◆ RECORDS SUPPLIED ◆
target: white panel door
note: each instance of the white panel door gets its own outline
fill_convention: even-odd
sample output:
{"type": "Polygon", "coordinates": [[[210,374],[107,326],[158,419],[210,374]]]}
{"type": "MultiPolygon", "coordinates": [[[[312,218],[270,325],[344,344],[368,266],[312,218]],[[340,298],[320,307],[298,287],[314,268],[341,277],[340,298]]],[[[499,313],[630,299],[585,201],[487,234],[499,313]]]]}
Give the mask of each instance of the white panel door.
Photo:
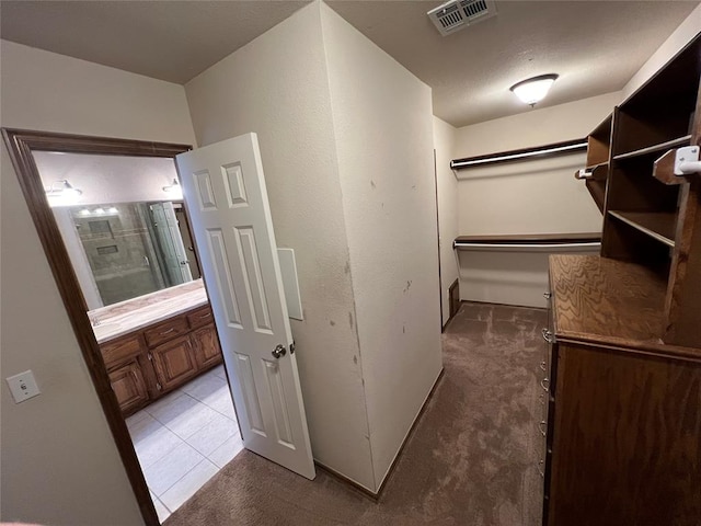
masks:
{"type": "Polygon", "coordinates": [[[176,161],[243,444],[313,479],[257,136],[181,153],[176,161]]]}

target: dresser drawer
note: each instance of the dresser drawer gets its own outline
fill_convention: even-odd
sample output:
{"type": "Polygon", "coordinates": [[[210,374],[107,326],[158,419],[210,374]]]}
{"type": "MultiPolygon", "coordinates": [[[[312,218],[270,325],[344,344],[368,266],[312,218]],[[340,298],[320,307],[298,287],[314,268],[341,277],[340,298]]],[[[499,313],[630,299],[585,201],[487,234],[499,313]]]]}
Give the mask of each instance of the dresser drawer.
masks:
{"type": "Polygon", "coordinates": [[[211,315],[211,308],[209,306],[203,307],[202,309],[197,309],[187,315],[187,321],[189,322],[189,327],[193,329],[197,327],[204,327],[214,321],[214,317],[211,315]]]}
{"type": "Polygon", "coordinates": [[[163,342],[172,340],[175,336],[185,334],[188,331],[189,325],[187,325],[187,319],[184,316],[181,316],[145,330],[143,336],[146,338],[148,346],[154,347],[163,342]]]}
{"type": "Polygon", "coordinates": [[[105,361],[107,369],[125,362],[127,358],[140,354],[143,350],[138,334],[119,338],[100,345],[100,352],[105,361]]]}

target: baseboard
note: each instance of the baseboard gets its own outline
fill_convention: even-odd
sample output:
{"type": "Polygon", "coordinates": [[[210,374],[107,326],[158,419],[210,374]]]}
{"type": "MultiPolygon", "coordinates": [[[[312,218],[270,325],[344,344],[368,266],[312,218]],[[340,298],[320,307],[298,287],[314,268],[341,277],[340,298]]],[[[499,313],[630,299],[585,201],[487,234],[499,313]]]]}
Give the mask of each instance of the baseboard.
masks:
{"type": "MultiPolygon", "coordinates": [[[[461,300],[460,300],[460,305],[462,305],[462,304],[464,304],[464,301],[461,299],[461,300]]],[[[450,315],[450,318],[448,318],[448,319],[446,320],[446,323],[443,325],[443,328],[441,328],[441,330],[440,330],[440,332],[441,332],[441,333],[443,333],[443,332],[446,332],[446,329],[448,329],[448,325],[449,325],[449,324],[450,324],[450,322],[455,319],[455,317],[458,315],[458,311],[459,311],[459,310],[460,310],[460,309],[458,308],[458,310],[456,310],[452,315],[450,315]]]]}
{"type": "Polygon", "coordinates": [[[382,479],[382,482],[380,482],[380,487],[377,490],[377,494],[375,496],[376,500],[379,499],[382,495],[382,491],[387,487],[387,482],[390,480],[390,478],[394,473],[394,468],[397,468],[397,462],[401,458],[402,453],[404,451],[404,447],[406,446],[406,443],[409,442],[409,438],[412,436],[412,433],[414,433],[414,430],[416,428],[416,425],[421,421],[421,418],[426,412],[426,408],[428,407],[428,402],[434,397],[434,393],[436,392],[438,384],[440,382],[440,379],[443,378],[443,375],[444,375],[445,371],[446,371],[446,369],[444,367],[440,367],[440,373],[438,373],[438,376],[436,377],[436,380],[434,381],[434,385],[430,388],[430,391],[428,391],[428,395],[426,396],[426,398],[424,400],[424,403],[421,405],[421,409],[416,413],[416,418],[414,419],[414,422],[412,423],[411,427],[406,432],[406,435],[404,435],[404,439],[402,441],[402,445],[400,446],[399,450],[397,451],[397,455],[394,455],[394,459],[392,460],[392,464],[390,465],[389,469],[387,470],[387,473],[384,474],[384,478],[382,479]]]}
{"type": "Polygon", "coordinates": [[[319,460],[314,460],[314,464],[317,465],[317,467],[323,471],[326,471],[329,474],[331,474],[333,478],[338,479],[341,482],[348,484],[352,489],[356,490],[357,492],[361,493],[363,496],[366,496],[368,499],[370,499],[374,502],[377,502],[377,500],[379,499],[379,495],[377,493],[372,493],[370,490],[368,490],[365,485],[360,484],[359,482],[356,482],[353,479],[349,479],[348,477],[346,477],[345,474],[341,474],[338,471],[336,471],[335,469],[330,468],[329,466],[324,466],[323,464],[321,464],[319,460]]]}

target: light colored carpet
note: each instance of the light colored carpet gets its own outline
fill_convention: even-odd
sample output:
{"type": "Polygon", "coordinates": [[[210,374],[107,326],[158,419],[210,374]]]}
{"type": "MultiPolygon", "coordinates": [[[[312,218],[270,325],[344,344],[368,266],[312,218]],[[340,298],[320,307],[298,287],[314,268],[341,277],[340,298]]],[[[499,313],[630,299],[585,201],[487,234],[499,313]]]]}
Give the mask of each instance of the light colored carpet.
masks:
{"type": "Polygon", "coordinates": [[[445,375],[379,502],[325,471],[309,481],[244,450],[165,525],[539,524],[545,323],[540,309],[461,306],[443,335],[445,375]]]}

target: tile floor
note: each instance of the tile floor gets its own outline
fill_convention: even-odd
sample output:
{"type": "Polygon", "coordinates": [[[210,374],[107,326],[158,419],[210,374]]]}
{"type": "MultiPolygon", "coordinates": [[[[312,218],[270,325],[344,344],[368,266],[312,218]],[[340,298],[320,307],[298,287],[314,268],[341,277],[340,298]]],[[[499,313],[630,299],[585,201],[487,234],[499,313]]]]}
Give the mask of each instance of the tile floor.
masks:
{"type": "Polygon", "coordinates": [[[161,522],[243,448],[223,366],[127,419],[161,522]]]}

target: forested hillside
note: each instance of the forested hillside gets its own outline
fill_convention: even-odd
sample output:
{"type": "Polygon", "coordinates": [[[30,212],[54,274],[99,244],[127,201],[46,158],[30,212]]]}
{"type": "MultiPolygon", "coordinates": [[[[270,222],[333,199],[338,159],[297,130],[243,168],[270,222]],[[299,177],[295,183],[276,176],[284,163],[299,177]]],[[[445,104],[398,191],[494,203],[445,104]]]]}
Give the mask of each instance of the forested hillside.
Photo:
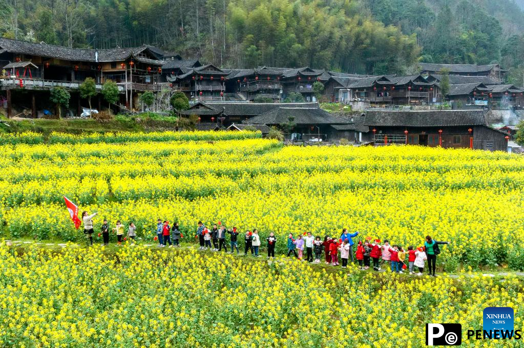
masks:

◆ THE TASK ◆
Retype each entry precisely. Skip images entirely.

◆ REPLY TO THE TASK ◆
target: white panel door
note: each instance of the white panel door gets its own outline
fill_convention: even-odd
sample output:
{"type": "Polygon", "coordinates": [[[210,374],[107,326],[158,419],[210,374]]]}
{"type": "MultiPolygon", "coordinates": [[[[312,218],[270,325],[344,344],[368,266],[312,218]],[[340,298],[320,307],[298,287],[314,268],[341,277],[340,298]]],[[[499,313],[630,299],[585,201],[487,234],[499,313]]]]}
Give the mask of each instance of the white panel door.
Photo:
masks:
{"type": "Polygon", "coordinates": [[[176,161],[243,444],[313,479],[257,136],[181,153],[176,161]]]}

target: dresser drawer
note: each instance of the dresser drawer gets its own outline
fill_convention: even-odd
sample output:
{"type": "Polygon", "coordinates": [[[210,374],[107,326],[158,419],[210,374]]]}
{"type": "MultiPolygon", "coordinates": [[[[312,218],[270,325],[344,344],[368,266],[312,218]],[[340,298],[320,307],[298,287],[314,268],[341,277],[340,298]]],[[[499,313],[630,299],[585,201],[487,234],[499,313]]]]}
Give the mask of each instance of the dresser drawer.
masks:
{"type": "Polygon", "coordinates": [[[211,315],[211,308],[209,306],[203,307],[202,309],[197,309],[187,315],[187,321],[189,322],[189,327],[193,329],[197,327],[204,327],[214,321],[214,317],[211,315]]]}
{"type": "Polygon", "coordinates": [[[163,342],[172,340],[175,336],[185,334],[188,331],[189,325],[187,325],[187,319],[184,316],[181,316],[145,330],[143,336],[146,338],[148,346],[154,347],[163,342]]]}
{"type": "Polygon", "coordinates": [[[105,361],[107,369],[125,362],[127,358],[140,354],[143,350],[138,334],[119,338],[100,345],[100,352],[105,361]]]}

target: baseboard
note: each instance of the baseboard gets its own outline
fill_convention: even-odd
sample output:
{"type": "Polygon", "coordinates": [[[210,374],[107,326],[158,419],[210,374]]]}
{"type": "MultiPolygon", "coordinates": [[[[312,218],[270,325],[344,344],[368,266],[312,218]],[[340,298],[320,307],[298,287],[314,268],[341,277],[340,298]]],[[[499,313],[630,299],[585,201],[487,234],[499,313]]]]}
Give the mask of each instance of the baseboard.
masks:
{"type": "MultiPolygon", "coordinates": [[[[461,300],[460,300],[460,305],[462,305],[462,304],[464,304],[464,301],[461,299],[461,300]]],[[[450,315],[450,318],[448,318],[448,319],[446,320],[446,323],[443,325],[443,328],[441,328],[441,330],[440,330],[440,332],[441,332],[441,333],[443,333],[443,332],[446,332],[446,329],[448,329],[448,325],[449,325],[449,324],[450,324],[450,322],[455,319],[455,317],[458,315],[458,311],[459,311],[459,310],[460,310],[460,309],[458,308],[458,310],[456,310],[452,315],[450,315]]]]}
{"type": "Polygon", "coordinates": [[[382,479],[382,482],[380,482],[380,487],[377,490],[377,494],[375,496],[376,500],[379,499],[382,495],[382,491],[387,487],[387,482],[390,480],[390,478],[394,473],[394,468],[397,468],[397,462],[401,458],[402,453],[404,451],[404,447],[406,446],[406,443],[409,442],[409,438],[412,436],[412,433],[414,433],[414,430],[416,428],[416,425],[421,421],[421,418],[426,412],[426,408],[428,407],[428,402],[434,397],[434,393],[436,392],[438,384],[440,382],[440,379],[443,378],[443,375],[444,375],[445,371],[446,371],[446,369],[444,367],[440,367],[440,373],[438,373],[438,376],[436,377],[436,380],[434,381],[434,385],[430,388],[430,391],[428,391],[428,395],[426,396],[426,398],[424,400],[424,403],[421,405],[421,409],[416,413],[416,418],[414,419],[414,422],[412,423],[411,427],[406,432],[406,435],[404,435],[404,439],[402,441],[402,445],[400,446],[399,450],[397,451],[397,455],[394,455],[394,459],[392,460],[392,464],[390,465],[389,469],[387,470],[387,473],[384,474],[384,478],[382,479]]]}
{"type": "Polygon", "coordinates": [[[319,460],[314,460],[314,464],[317,465],[317,467],[323,471],[326,471],[329,474],[331,474],[333,478],[338,479],[341,482],[348,484],[352,489],[356,490],[357,492],[361,493],[363,496],[366,496],[368,499],[370,499],[374,502],[377,502],[377,500],[379,499],[379,495],[377,493],[372,493],[370,490],[368,490],[365,485],[360,484],[359,482],[356,482],[353,479],[349,479],[348,477],[346,477],[345,474],[341,474],[338,471],[336,471],[335,469],[330,468],[329,466],[324,466],[323,464],[321,464],[319,460]]]}

target: light colored carpet
note: each instance of the light colored carpet gets its own outline
fill_convention: even-odd
sample output:
{"type": "Polygon", "coordinates": [[[210,374],[107,326],[158,419],[210,374]]]}
{"type": "MultiPolygon", "coordinates": [[[[312,218],[270,325],[344,344],[368,266],[312,218]],[[340,298],[320,307],[298,287],[314,268],[341,277],[340,298]]],[[[499,313],[630,299],[585,201],[487,234],[499,313]]]]}
Give the mask of each instance of the light colored carpet.
masks:
{"type": "Polygon", "coordinates": [[[445,375],[379,502],[325,471],[309,481],[244,450],[165,525],[539,524],[545,323],[540,309],[461,306],[443,335],[445,375]]]}

target: tile floor
note: each instance of the tile floor gets its own outline
fill_convention: even-odd
sample output:
{"type": "Polygon", "coordinates": [[[210,374],[107,326],[158,419],[210,374]]]}
{"type": "MultiPolygon", "coordinates": [[[[312,218],[270,325],[344,344],[368,266],[312,218]],[[340,298],[320,307],[298,287],[314,268],[341,277],[340,298]]],[[[499,313],[630,299],[585,201],[487,234],[499,313]]]]}
Give the mask of each instance of the tile floor.
masks:
{"type": "Polygon", "coordinates": [[[161,522],[243,448],[223,366],[127,419],[161,522]]]}

target: forested hillside
note: each instance of the forested hillside gets its own outline
fill_convention: even-odd
sample output:
{"type": "Polygon", "coordinates": [[[30,212],[54,274],[99,244],[127,201],[46,158],[30,212]]]}
{"type": "MultiPolygon", "coordinates": [[[[270,222],[333,199],[338,159],[297,130],[243,168],[270,222]],[[299,177],[295,183],[276,176],[284,163],[299,177]]],[[[445,104],[398,191],[494,203],[445,104]]]]}
Give the mask of each instance of the forested hillside.
Photo:
masks:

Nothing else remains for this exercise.